- _SHORT PROBLEM_: Gather every line in the items below that contains the word "chip" and copy each one in full, matching case exactly.

● ● ● ●

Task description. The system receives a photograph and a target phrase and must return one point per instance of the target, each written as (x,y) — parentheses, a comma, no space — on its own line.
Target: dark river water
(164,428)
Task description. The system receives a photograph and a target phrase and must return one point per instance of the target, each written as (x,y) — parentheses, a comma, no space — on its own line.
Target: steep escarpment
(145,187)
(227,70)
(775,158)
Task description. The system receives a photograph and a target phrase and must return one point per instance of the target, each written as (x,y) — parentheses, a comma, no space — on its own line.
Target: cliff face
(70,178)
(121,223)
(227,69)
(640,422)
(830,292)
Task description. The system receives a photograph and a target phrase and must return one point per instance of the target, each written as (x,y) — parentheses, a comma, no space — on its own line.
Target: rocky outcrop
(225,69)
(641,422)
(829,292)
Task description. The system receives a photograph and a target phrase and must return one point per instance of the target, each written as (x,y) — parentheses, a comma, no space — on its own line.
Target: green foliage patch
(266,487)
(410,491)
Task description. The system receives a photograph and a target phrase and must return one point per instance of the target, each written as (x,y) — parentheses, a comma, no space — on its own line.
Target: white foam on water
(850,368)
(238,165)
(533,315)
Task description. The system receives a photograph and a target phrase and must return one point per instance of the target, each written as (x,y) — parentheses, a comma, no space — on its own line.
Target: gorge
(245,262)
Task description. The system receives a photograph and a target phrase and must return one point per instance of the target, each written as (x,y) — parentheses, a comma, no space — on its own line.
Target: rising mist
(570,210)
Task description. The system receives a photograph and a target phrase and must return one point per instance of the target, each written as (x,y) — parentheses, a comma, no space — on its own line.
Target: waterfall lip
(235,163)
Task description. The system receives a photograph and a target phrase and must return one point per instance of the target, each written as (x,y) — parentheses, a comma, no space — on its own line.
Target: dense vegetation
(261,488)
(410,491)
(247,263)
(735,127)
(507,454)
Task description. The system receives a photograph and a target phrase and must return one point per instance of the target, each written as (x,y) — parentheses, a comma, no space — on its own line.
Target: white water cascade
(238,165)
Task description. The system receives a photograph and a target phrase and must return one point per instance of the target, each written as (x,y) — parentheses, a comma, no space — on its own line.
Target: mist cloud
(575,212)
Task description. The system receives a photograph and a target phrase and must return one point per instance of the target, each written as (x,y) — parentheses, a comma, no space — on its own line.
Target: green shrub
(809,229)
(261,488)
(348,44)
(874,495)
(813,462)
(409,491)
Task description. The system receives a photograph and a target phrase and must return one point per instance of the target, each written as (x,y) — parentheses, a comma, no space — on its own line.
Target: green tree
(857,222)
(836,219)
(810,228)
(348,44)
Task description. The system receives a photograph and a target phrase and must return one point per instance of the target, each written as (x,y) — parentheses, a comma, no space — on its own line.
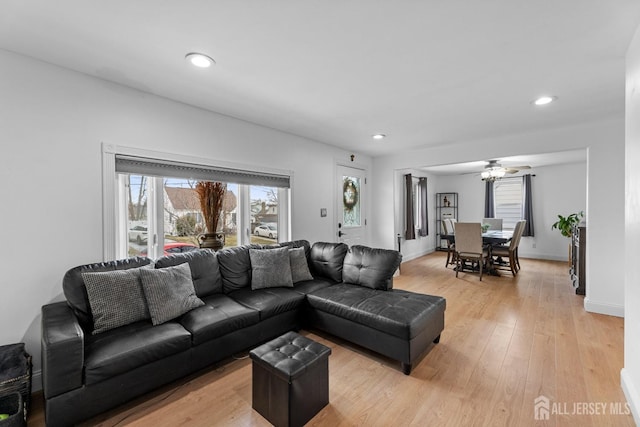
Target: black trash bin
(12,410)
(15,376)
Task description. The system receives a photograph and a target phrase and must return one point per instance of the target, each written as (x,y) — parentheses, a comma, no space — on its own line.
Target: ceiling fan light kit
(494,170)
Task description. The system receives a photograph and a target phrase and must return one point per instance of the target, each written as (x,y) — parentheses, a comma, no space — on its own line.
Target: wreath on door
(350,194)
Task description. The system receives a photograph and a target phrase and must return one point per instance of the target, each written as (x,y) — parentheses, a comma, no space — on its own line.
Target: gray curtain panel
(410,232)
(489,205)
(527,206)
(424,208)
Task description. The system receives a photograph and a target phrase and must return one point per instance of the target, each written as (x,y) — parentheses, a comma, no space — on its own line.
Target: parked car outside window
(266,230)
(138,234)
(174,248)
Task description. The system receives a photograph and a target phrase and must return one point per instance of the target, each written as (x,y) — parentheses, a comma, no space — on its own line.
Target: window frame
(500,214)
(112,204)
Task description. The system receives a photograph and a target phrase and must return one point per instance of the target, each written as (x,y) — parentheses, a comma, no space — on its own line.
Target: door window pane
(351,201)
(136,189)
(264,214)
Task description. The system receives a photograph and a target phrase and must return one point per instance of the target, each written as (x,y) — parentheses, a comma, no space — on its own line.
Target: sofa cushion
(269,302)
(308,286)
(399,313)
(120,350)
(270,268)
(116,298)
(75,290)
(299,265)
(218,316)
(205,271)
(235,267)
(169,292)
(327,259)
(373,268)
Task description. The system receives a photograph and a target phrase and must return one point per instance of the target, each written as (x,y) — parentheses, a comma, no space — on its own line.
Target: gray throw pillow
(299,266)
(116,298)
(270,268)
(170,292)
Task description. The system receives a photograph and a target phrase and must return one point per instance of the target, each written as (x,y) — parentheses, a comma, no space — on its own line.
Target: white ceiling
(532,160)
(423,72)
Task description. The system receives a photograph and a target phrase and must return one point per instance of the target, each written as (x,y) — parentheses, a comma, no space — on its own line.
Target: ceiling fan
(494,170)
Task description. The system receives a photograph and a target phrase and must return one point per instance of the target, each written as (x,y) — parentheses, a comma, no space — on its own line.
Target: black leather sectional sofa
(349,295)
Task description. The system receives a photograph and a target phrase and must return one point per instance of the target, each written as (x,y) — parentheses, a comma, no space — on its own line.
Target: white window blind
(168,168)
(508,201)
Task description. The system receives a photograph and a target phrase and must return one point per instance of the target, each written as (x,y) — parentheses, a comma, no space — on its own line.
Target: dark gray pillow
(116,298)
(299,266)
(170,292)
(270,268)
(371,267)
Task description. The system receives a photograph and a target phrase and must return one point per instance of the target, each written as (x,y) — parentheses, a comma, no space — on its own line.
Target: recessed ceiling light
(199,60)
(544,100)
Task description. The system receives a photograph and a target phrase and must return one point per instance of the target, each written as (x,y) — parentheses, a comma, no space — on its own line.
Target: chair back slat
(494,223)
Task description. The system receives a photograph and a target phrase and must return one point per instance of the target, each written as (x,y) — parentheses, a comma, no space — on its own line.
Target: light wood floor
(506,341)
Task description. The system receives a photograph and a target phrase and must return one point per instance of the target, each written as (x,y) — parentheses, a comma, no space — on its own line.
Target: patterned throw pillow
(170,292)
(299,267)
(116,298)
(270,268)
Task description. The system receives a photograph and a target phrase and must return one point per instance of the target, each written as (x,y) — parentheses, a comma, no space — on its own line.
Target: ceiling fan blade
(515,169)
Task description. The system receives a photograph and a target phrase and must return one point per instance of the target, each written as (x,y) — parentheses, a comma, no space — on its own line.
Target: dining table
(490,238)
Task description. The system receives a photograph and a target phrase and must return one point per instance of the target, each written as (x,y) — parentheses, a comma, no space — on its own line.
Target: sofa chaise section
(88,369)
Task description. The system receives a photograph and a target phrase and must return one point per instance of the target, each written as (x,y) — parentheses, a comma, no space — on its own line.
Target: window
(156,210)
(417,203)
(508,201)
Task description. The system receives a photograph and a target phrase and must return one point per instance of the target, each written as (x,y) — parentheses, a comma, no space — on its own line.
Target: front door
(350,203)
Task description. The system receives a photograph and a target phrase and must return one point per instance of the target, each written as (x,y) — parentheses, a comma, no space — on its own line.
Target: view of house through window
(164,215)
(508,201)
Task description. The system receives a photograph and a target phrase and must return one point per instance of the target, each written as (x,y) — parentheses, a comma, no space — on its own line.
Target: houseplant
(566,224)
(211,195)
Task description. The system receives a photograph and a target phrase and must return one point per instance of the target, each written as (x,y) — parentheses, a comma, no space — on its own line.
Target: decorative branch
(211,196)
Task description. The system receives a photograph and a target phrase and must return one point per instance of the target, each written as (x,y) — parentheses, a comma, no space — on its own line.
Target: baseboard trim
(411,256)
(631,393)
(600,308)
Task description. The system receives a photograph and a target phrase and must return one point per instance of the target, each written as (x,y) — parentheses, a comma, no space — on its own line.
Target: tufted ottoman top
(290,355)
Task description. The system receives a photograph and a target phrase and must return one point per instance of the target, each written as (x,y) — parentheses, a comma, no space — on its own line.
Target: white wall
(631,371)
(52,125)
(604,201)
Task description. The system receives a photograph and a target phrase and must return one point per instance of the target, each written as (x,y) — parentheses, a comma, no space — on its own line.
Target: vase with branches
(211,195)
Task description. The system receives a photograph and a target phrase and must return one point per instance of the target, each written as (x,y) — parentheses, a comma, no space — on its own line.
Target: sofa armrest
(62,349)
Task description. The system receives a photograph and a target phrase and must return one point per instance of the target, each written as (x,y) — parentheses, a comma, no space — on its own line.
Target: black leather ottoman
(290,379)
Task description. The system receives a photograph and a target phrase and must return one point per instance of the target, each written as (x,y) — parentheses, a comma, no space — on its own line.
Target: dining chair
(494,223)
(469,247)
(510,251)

● ● ● ●

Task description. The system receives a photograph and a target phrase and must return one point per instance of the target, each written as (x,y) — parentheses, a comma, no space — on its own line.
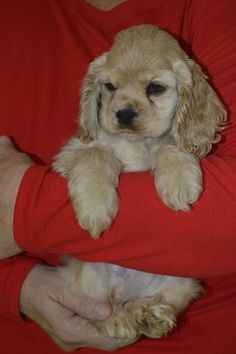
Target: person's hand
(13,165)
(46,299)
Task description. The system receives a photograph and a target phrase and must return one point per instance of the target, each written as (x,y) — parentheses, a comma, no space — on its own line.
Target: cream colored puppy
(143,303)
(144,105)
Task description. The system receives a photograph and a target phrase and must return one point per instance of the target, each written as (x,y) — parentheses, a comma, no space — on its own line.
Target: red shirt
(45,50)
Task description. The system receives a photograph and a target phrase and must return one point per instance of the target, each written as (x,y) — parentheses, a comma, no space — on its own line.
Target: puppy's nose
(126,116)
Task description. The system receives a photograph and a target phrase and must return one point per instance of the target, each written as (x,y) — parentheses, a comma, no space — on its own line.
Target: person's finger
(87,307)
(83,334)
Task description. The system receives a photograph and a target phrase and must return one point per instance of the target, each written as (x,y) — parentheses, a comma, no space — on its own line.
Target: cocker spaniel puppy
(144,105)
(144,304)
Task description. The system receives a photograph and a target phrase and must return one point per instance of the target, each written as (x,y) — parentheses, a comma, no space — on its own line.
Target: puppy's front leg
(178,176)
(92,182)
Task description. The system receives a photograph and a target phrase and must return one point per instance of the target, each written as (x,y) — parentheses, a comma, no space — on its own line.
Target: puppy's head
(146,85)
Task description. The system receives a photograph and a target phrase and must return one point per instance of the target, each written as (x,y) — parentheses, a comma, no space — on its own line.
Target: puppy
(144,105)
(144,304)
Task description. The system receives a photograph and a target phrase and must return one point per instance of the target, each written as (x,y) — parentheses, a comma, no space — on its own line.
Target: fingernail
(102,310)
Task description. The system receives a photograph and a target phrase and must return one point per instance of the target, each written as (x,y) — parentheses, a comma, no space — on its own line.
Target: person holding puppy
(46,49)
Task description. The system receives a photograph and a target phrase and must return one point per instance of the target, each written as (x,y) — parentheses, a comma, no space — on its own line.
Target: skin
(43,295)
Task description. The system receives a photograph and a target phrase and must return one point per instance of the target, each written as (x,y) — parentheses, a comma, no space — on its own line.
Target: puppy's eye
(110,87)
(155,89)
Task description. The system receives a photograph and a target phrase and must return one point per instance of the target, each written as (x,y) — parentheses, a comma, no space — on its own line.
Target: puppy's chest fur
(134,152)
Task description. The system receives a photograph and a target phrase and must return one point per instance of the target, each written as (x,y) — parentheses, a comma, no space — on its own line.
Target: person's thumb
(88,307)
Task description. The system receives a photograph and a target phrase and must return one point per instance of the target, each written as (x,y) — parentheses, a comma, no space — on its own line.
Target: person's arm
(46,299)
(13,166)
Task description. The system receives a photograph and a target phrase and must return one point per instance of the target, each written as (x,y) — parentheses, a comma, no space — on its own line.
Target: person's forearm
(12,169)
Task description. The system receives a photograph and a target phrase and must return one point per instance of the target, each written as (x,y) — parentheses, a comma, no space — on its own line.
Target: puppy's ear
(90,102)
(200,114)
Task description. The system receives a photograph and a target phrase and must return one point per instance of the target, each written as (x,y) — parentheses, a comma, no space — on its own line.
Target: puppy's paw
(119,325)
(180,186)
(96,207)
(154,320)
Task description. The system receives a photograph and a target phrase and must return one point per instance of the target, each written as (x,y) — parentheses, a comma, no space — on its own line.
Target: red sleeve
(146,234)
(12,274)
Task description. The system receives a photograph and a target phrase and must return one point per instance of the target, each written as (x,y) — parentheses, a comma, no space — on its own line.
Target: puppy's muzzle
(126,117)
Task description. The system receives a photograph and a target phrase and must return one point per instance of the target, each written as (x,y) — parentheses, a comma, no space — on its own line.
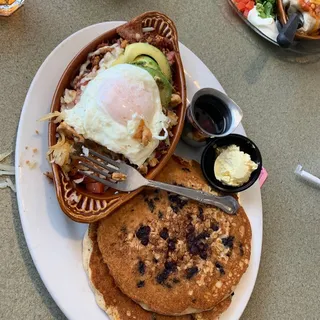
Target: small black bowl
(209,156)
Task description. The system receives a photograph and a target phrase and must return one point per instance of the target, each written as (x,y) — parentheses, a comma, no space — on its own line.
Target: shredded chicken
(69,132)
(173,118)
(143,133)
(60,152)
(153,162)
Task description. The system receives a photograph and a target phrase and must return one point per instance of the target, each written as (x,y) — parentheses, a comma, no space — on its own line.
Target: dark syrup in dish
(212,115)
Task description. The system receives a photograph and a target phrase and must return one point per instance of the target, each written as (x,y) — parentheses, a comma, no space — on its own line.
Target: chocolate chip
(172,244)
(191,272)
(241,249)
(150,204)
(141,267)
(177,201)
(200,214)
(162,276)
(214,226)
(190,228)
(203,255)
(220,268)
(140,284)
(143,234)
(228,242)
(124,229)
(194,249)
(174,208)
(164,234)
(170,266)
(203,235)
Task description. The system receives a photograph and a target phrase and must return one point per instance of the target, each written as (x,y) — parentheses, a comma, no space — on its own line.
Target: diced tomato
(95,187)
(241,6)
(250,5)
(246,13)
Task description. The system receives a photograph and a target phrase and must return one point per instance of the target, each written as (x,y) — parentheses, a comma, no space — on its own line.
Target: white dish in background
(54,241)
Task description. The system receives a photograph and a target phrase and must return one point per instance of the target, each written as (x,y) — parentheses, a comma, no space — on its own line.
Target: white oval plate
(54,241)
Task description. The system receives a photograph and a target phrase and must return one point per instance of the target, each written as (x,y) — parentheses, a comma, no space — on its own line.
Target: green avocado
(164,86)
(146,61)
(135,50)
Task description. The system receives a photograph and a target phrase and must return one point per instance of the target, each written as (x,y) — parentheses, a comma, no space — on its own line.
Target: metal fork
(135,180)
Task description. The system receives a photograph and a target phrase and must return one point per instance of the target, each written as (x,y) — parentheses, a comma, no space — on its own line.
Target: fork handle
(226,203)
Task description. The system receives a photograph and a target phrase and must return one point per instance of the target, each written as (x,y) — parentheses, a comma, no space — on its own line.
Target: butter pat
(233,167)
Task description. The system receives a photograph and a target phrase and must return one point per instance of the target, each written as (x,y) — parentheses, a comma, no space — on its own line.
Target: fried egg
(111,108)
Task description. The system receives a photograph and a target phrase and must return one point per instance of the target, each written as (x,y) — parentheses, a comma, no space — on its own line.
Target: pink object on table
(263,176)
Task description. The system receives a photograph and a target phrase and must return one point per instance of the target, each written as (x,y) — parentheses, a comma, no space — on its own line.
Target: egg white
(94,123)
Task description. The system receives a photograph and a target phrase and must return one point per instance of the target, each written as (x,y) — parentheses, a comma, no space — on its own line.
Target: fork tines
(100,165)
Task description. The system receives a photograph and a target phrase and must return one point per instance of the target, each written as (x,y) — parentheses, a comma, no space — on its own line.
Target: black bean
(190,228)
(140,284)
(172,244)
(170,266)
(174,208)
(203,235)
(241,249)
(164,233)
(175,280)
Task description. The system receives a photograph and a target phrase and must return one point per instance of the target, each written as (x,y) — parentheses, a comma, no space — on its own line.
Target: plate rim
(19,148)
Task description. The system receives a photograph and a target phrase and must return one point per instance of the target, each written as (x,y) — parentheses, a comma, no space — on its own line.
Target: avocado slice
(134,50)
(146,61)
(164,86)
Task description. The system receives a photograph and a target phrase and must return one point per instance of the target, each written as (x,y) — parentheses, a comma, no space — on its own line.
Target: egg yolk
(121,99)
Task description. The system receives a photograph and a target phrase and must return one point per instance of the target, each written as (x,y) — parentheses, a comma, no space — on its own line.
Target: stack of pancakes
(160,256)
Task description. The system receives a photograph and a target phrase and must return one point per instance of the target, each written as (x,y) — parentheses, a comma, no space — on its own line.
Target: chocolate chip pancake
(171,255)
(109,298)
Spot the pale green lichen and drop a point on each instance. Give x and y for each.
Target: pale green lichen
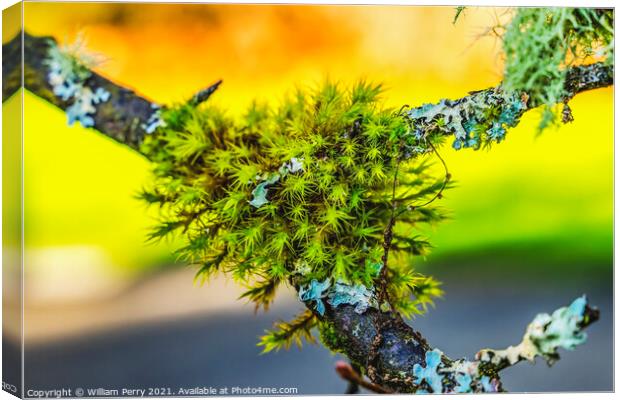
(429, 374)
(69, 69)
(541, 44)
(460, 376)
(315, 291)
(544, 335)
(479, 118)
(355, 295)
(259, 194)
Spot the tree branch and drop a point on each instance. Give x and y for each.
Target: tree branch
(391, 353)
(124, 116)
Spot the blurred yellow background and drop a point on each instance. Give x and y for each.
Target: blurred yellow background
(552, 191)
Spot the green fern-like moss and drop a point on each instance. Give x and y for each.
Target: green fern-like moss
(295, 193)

● ● ● ●

- _FINISHED TASK_:
Target: chocolate chip
Target: chocolate chip pancake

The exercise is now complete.